START SOURCE EXTRACT
When To Tell Your Spouse You Want a Divorce
I am Pam Masters and I am a collaborative family lawyer, which is to say that I am a settlement specialist and I guide couples and families on the difficult journey of divorce without court involvement. I do this is ways that protects children, preserves financial assets and creates healthy co-parenting relationships.
In a prior video I talked about how to know when you are ready to tell your spouse that you want to divorce. Today I am going to talk about how to tell your spouse, including when to do so.
When (and when not) to have “the talk.”
- Find or arrange a time when the children aren’t home (if you have kids) and you have some hours ahead of you. Don’t spring it on your spouse when he/she is about to go on a travel-for-work trip or out to a business event. Avoid giving the news on “special days.” These are birthdays, holidays, vacations, or getaways.
- Opening the conversation after a long day at work is a setup for a bad interaction. You probably already know when your spouse is most open to difficult conversations. Choose a Saturday morning when you’re alone at home. If you have kids, send them to their grandparents or friends for the weekend.
END SOURCE EXTRACT
* **THINGS TO DO**
a - Which "special days" does the article on telling a spouse about divorce say to avoid for the news?
b - Please continue the article on telling a spouse about divorce from where it stops.
START RECORD SET
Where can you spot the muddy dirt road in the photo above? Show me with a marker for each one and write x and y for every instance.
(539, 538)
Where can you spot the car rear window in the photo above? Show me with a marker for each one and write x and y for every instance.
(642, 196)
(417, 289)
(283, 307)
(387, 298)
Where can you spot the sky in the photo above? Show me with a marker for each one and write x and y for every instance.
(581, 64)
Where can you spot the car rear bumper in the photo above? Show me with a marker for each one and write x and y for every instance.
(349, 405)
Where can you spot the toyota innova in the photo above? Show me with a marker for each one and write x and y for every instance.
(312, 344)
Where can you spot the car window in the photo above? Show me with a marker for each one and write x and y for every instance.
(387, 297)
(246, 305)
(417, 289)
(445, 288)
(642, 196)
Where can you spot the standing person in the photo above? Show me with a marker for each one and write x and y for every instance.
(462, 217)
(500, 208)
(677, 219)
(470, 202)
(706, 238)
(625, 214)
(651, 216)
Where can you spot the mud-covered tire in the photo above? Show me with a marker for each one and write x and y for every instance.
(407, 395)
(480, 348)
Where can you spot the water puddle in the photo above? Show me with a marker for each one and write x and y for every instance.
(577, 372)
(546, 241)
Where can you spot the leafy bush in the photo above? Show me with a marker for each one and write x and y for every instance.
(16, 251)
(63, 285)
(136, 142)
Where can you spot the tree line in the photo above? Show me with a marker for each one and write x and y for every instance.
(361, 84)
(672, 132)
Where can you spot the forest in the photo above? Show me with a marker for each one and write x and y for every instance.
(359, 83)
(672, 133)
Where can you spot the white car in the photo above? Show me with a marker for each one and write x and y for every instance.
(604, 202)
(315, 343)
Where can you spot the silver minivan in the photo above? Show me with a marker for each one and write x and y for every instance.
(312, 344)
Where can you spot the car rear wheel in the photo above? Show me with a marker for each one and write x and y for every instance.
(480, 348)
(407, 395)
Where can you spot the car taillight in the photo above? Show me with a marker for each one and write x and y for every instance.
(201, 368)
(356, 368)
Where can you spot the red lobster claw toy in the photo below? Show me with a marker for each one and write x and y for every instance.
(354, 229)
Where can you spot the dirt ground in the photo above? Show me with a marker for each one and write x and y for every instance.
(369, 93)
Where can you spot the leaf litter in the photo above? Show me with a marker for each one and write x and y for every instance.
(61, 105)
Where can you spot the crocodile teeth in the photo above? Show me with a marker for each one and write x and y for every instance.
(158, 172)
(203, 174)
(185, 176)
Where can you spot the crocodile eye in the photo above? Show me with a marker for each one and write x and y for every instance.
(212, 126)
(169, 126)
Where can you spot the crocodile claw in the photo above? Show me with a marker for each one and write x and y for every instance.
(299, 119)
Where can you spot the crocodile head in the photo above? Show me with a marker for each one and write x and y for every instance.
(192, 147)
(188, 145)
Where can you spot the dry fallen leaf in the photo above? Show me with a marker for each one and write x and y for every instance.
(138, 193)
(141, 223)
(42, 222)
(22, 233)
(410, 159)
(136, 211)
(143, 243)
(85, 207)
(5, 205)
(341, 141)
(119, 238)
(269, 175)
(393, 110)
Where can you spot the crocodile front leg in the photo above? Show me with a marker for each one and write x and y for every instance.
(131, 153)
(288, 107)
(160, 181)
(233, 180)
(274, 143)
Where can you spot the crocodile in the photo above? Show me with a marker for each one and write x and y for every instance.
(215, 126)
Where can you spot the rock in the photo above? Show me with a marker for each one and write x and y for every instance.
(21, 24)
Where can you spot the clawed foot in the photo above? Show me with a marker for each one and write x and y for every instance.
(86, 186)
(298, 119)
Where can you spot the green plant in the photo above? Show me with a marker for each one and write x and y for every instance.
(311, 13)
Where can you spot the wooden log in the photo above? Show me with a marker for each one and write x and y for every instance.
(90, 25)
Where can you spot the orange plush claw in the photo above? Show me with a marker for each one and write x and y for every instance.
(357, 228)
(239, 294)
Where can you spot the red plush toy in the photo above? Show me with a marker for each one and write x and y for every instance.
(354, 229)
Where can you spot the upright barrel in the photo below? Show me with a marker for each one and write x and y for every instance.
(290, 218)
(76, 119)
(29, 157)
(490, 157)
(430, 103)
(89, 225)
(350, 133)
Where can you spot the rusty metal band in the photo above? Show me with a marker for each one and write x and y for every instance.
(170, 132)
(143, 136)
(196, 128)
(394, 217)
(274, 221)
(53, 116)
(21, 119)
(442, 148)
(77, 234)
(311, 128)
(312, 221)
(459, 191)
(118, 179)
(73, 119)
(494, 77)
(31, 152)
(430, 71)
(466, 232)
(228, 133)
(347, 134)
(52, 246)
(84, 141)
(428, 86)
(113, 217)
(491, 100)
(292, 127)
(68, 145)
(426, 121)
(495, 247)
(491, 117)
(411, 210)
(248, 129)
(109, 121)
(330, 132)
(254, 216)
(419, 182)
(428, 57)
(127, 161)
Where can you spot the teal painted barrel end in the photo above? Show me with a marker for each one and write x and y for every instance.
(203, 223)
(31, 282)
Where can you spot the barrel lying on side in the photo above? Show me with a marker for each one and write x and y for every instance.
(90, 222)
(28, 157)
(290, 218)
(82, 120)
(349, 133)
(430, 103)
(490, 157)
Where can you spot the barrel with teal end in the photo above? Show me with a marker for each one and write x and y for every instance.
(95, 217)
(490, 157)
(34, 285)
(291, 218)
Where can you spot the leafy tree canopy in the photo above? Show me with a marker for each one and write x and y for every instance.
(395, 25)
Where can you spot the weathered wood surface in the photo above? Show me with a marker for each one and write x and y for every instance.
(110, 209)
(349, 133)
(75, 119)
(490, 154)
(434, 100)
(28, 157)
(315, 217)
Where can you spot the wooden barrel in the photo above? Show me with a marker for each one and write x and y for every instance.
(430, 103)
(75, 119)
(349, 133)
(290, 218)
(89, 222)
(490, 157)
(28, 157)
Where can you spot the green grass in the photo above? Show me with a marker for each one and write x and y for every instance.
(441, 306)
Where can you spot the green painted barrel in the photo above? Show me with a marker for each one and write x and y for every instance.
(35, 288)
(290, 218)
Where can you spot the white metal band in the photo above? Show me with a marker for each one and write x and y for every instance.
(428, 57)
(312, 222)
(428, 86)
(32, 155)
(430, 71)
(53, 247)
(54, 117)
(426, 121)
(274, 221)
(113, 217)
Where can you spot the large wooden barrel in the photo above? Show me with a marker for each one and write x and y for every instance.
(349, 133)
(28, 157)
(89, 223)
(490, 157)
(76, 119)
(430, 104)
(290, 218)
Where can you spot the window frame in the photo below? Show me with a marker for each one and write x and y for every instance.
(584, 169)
END RECORD SET
* **RESULTS OF THE EXERCISE**
a - Birthdays, holidays, vacations, or getaways.

b -
- Plan what you will say before you bring it up. Words said in anger set the stage for a difficult divorce. Be clear about what you want to communicate, how to say it, and how to respond to the inevitable questions. You may say something like “As you know, I have been unhappy for a long time. I think we have both worked to heal our relationship, and I’ve thought long and hard about what to do. I have decided that I want to divorce.”
- It probably isn’t going to be a quick conversation. You and your spouse will need time to calm down before your kids are home. This may be one of the hardest conversations of your life, and you’ll always remember it. Choose a time when you aren’t stressed out about other issues in your life, or in a rush.
- Don’t do it on the phone. If you are worried about your own safety, suggest that you meet in a public place (like a coffee shop or park) or your therapist’s office.
- Don’t throw it out in the middle of an argument. Your marriage and your spouse deserve a more thoughtful approach.
- Avoid getting into the “nitty-gritty” of your marital history, your resentments or unexpressed anger, or the grudges you may hold. Avoid getting into everything your spouse has done wrong, avoid blaming him/her, avoid contempt. Even if in your heart you blame it all on your spouse’s affair, you can still say “I know we’ve both made mistakes, and we haven’t been able to heal the hurts.” A respectful conversation paves the way to a respectful divorce.
- Don’t bring divorce settlement proposals into the conversation. There is plenty of time later after the news sinks in. Now is not the time. You might say, “I want to do this in a peaceful, amicable way so that we don’t hurt each other more in the process.” If you are parents, you will need to have a decent co-parenting relationship after you separate.